━━ RECORD EXCERPTS ━━
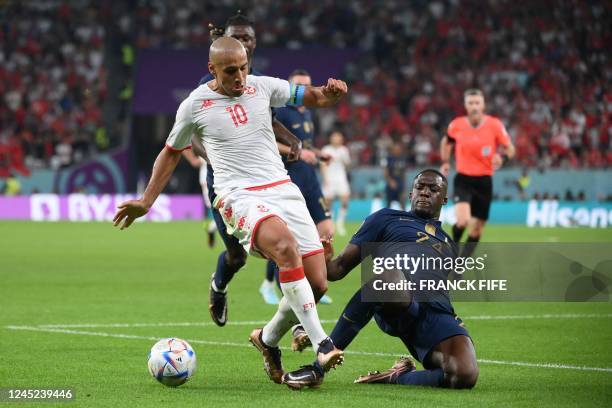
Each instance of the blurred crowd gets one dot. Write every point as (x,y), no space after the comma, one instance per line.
(52,84)
(543,67)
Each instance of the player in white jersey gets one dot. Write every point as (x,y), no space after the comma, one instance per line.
(260,206)
(335,179)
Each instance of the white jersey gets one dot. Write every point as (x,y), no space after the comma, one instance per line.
(340,160)
(236,132)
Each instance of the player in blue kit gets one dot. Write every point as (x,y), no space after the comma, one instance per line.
(428,327)
(234,257)
(303,174)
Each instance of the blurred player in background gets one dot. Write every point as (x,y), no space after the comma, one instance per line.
(261,207)
(475,139)
(335,179)
(303,175)
(395,174)
(431,331)
(202,166)
(234,257)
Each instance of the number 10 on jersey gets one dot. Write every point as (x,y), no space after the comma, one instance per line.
(238,114)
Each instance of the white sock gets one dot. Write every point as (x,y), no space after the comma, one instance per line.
(281,322)
(298,293)
(341,217)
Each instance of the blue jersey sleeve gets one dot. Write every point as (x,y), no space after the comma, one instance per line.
(370,230)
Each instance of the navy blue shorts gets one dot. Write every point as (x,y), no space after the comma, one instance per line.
(231,242)
(424,329)
(303,175)
(394,194)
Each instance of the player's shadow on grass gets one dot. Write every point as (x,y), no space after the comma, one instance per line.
(590,285)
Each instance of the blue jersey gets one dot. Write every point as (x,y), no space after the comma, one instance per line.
(395,228)
(300,124)
(304,174)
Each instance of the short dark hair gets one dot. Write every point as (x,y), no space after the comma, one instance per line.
(238,19)
(432,171)
(298,71)
(473,91)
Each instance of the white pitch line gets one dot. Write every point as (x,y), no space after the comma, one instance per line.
(363,353)
(259,322)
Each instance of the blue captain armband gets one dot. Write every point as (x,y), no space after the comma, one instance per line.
(296,95)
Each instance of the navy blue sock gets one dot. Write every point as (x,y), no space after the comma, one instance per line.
(355,316)
(270,269)
(224,273)
(427,378)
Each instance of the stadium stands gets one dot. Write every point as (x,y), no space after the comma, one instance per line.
(546,74)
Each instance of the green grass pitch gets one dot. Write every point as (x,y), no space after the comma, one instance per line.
(81,304)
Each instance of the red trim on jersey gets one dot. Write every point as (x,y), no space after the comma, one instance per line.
(269,185)
(259,221)
(177,150)
(291,275)
(311,253)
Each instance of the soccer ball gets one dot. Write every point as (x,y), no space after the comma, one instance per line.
(172,362)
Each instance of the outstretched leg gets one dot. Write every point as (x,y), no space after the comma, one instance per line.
(451,364)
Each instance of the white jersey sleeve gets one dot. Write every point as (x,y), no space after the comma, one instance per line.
(180,135)
(346,156)
(278,89)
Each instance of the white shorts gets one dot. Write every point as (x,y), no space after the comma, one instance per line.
(336,188)
(243,211)
(204,185)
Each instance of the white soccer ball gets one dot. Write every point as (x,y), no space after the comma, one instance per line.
(172,362)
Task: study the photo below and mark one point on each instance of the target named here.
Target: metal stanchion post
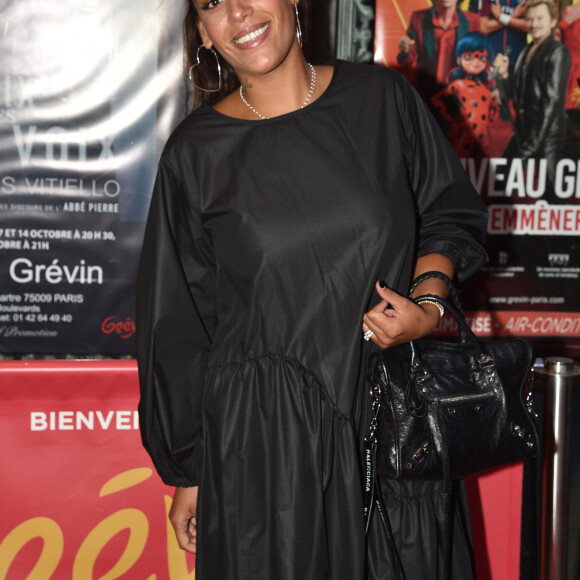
(559, 371)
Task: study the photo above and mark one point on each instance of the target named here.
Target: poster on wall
(503, 81)
(89, 91)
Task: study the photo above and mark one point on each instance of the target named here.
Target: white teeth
(252, 35)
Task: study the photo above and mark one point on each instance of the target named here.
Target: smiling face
(254, 36)
(540, 23)
(473, 62)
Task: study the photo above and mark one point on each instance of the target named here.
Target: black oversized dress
(262, 249)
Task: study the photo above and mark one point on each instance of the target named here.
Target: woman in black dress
(277, 207)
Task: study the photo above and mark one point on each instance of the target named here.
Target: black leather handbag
(450, 409)
(442, 410)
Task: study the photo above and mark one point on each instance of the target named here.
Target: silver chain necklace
(306, 100)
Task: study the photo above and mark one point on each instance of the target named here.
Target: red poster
(80, 498)
(525, 167)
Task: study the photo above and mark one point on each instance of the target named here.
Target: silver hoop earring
(193, 66)
(298, 27)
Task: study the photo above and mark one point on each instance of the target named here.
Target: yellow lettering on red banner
(133, 520)
(125, 480)
(50, 533)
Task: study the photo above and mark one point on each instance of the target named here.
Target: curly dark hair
(206, 72)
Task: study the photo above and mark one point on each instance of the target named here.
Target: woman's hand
(182, 517)
(403, 321)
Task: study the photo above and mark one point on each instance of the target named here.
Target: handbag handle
(466, 335)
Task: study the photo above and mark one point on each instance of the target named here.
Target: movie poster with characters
(502, 78)
(87, 99)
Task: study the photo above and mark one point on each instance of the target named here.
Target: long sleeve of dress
(175, 284)
(452, 216)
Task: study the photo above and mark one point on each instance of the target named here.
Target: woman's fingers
(182, 516)
(396, 319)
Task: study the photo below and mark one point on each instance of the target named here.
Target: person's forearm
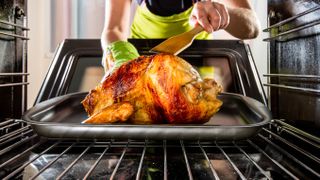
(243, 23)
(117, 20)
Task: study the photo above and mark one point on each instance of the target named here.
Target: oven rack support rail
(15, 134)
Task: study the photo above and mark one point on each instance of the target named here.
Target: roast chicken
(156, 89)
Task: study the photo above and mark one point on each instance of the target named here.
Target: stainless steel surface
(15, 25)
(14, 74)
(277, 25)
(13, 84)
(239, 117)
(293, 76)
(14, 35)
(299, 28)
(258, 157)
(308, 90)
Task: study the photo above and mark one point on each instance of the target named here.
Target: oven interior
(287, 148)
(278, 151)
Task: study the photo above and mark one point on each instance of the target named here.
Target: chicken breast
(156, 89)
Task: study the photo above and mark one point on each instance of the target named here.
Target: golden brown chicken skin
(151, 90)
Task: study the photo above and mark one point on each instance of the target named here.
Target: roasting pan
(239, 117)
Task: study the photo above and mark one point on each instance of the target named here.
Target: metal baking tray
(239, 117)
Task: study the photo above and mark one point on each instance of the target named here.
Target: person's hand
(212, 16)
(116, 54)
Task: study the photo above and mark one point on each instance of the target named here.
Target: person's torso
(167, 7)
(162, 19)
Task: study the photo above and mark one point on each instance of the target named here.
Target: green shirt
(147, 25)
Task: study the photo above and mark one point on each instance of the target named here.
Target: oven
(286, 148)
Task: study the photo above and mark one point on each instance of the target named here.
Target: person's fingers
(192, 21)
(199, 12)
(214, 17)
(223, 11)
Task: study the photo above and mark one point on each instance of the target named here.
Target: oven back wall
(11, 52)
(40, 46)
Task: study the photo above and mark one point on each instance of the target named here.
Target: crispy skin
(161, 89)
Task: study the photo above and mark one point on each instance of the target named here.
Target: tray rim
(266, 117)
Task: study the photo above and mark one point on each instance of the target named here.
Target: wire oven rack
(278, 151)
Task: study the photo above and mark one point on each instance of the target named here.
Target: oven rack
(279, 32)
(275, 143)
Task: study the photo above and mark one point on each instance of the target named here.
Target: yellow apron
(147, 25)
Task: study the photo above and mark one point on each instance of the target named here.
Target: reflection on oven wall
(294, 61)
(13, 46)
(42, 45)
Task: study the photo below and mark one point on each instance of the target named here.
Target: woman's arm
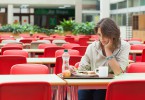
(117, 64)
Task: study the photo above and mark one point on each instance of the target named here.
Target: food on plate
(66, 73)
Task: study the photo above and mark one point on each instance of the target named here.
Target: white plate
(84, 75)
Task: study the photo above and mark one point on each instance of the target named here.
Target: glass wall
(120, 19)
(142, 2)
(133, 3)
(122, 4)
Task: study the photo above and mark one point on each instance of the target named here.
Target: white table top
(105, 82)
(41, 60)
(51, 78)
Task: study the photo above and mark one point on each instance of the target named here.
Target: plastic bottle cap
(65, 50)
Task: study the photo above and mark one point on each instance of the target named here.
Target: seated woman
(109, 51)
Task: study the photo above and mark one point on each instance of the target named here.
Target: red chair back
(16, 52)
(138, 67)
(143, 55)
(70, 51)
(25, 40)
(137, 47)
(69, 45)
(126, 90)
(43, 46)
(72, 61)
(81, 49)
(70, 39)
(7, 61)
(83, 41)
(10, 48)
(29, 69)
(25, 91)
(50, 51)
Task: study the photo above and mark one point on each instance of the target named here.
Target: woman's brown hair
(109, 29)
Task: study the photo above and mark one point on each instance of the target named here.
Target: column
(78, 11)
(104, 8)
(10, 14)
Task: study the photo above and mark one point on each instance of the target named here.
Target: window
(142, 2)
(122, 4)
(113, 6)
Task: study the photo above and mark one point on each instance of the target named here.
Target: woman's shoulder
(124, 43)
(94, 44)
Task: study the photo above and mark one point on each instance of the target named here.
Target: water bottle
(65, 58)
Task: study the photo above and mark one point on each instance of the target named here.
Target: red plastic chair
(135, 39)
(81, 49)
(77, 65)
(25, 91)
(16, 52)
(143, 56)
(83, 41)
(29, 69)
(50, 51)
(70, 45)
(70, 51)
(58, 66)
(7, 61)
(43, 46)
(126, 90)
(70, 39)
(26, 40)
(138, 67)
(10, 48)
(137, 47)
(14, 45)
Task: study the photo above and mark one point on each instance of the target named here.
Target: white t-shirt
(94, 57)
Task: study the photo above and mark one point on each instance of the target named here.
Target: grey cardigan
(94, 57)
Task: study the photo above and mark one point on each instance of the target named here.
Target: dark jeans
(92, 94)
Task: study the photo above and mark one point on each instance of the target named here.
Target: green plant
(84, 28)
(68, 25)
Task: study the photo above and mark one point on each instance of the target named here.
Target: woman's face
(104, 40)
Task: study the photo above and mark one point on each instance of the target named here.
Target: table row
(74, 84)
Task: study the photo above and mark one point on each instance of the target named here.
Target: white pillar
(78, 11)
(104, 8)
(10, 14)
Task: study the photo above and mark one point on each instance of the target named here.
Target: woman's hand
(109, 45)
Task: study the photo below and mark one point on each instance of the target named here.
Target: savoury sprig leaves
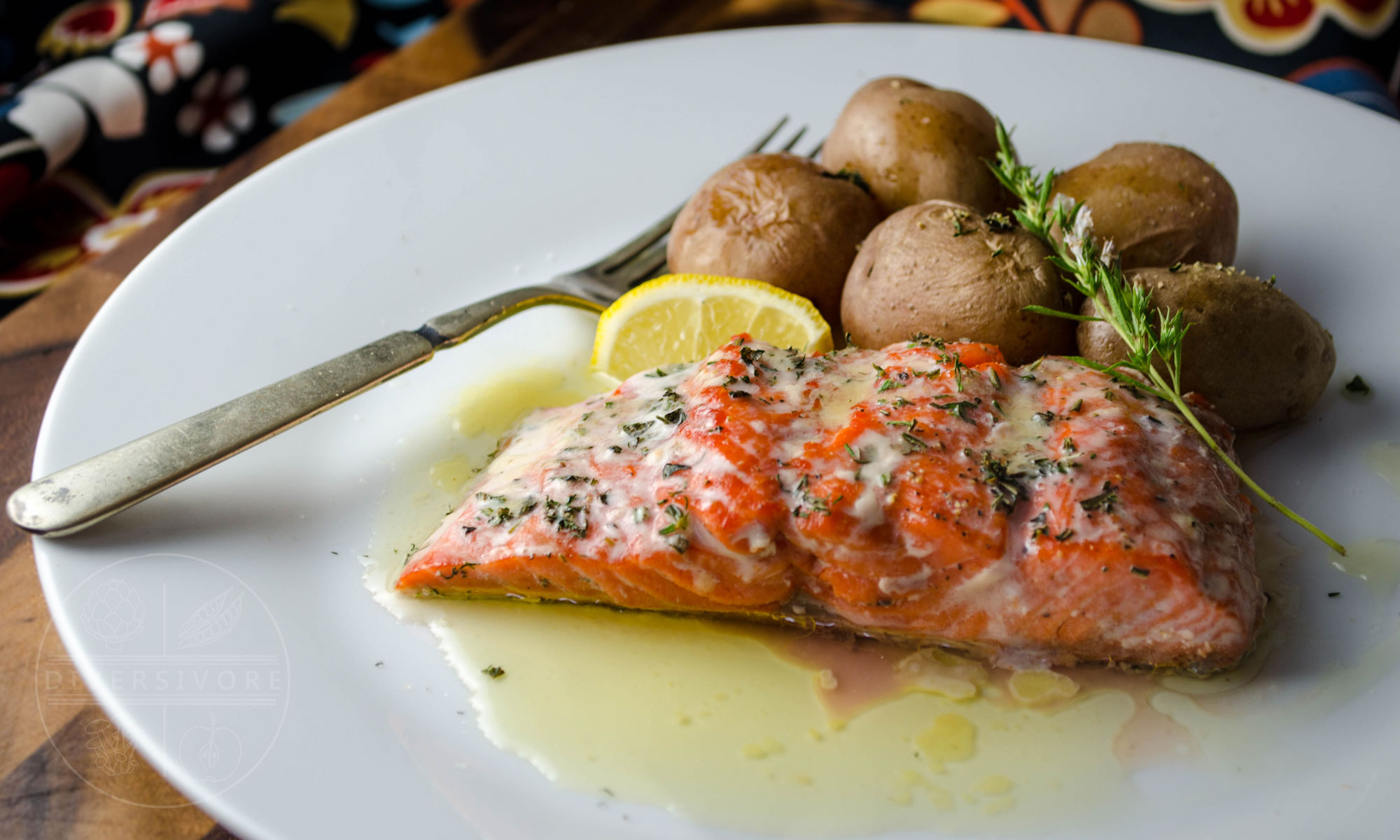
(1154, 337)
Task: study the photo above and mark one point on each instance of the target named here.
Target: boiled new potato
(775, 218)
(912, 144)
(943, 270)
(1160, 205)
(1251, 351)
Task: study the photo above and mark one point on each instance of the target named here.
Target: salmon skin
(926, 492)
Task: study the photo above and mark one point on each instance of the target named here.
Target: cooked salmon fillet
(927, 492)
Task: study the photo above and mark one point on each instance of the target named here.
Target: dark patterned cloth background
(113, 110)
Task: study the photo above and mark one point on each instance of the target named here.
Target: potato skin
(912, 144)
(780, 219)
(1160, 205)
(916, 274)
(1251, 351)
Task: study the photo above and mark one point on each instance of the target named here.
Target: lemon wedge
(685, 317)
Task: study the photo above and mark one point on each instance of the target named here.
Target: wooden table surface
(40, 794)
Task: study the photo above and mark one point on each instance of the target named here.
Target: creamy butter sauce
(775, 732)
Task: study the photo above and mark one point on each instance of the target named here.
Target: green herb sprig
(1153, 337)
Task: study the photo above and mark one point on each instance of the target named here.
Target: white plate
(514, 177)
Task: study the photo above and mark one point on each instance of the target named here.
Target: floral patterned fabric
(113, 110)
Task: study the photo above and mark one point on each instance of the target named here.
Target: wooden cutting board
(41, 796)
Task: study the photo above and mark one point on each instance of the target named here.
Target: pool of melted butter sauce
(774, 732)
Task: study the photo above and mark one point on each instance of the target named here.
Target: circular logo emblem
(192, 660)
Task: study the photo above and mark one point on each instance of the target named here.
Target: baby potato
(1251, 351)
(943, 270)
(912, 144)
(1160, 205)
(780, 219)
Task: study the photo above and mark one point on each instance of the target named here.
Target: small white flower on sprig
(218, 110)
(167, 51)
(1080, 234)
(1108, 254)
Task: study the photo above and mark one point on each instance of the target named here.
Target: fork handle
(93, 491)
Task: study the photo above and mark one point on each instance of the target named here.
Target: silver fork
(93, 491)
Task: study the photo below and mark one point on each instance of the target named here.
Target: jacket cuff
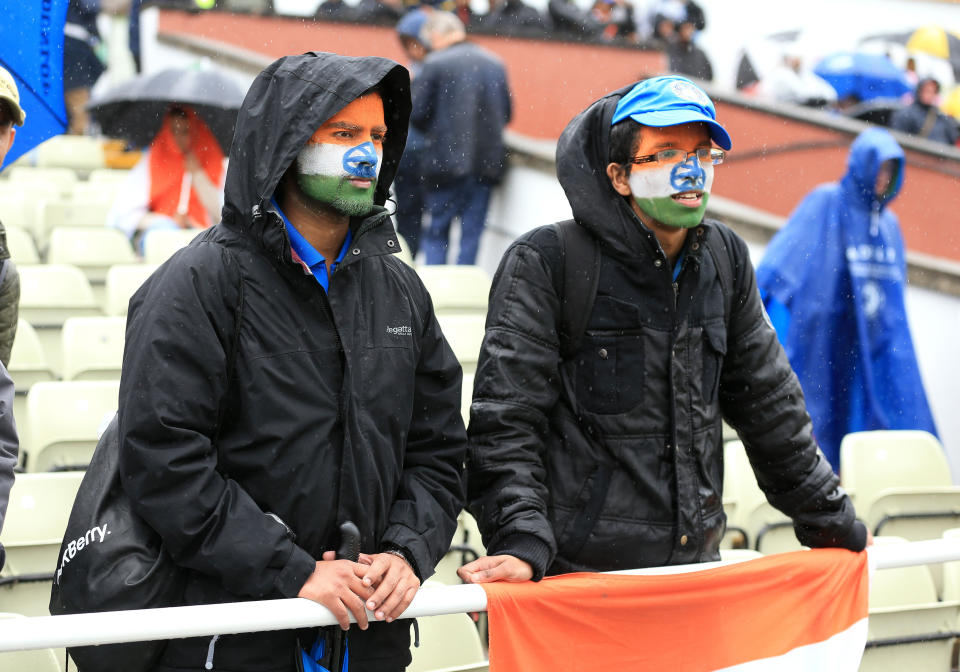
━━━
**AIM OF THE EXERCISE:** Count the lines of the material that contain the string "surface", matching case exactly. Give only the number.

**RESPONSE BELOW:** 2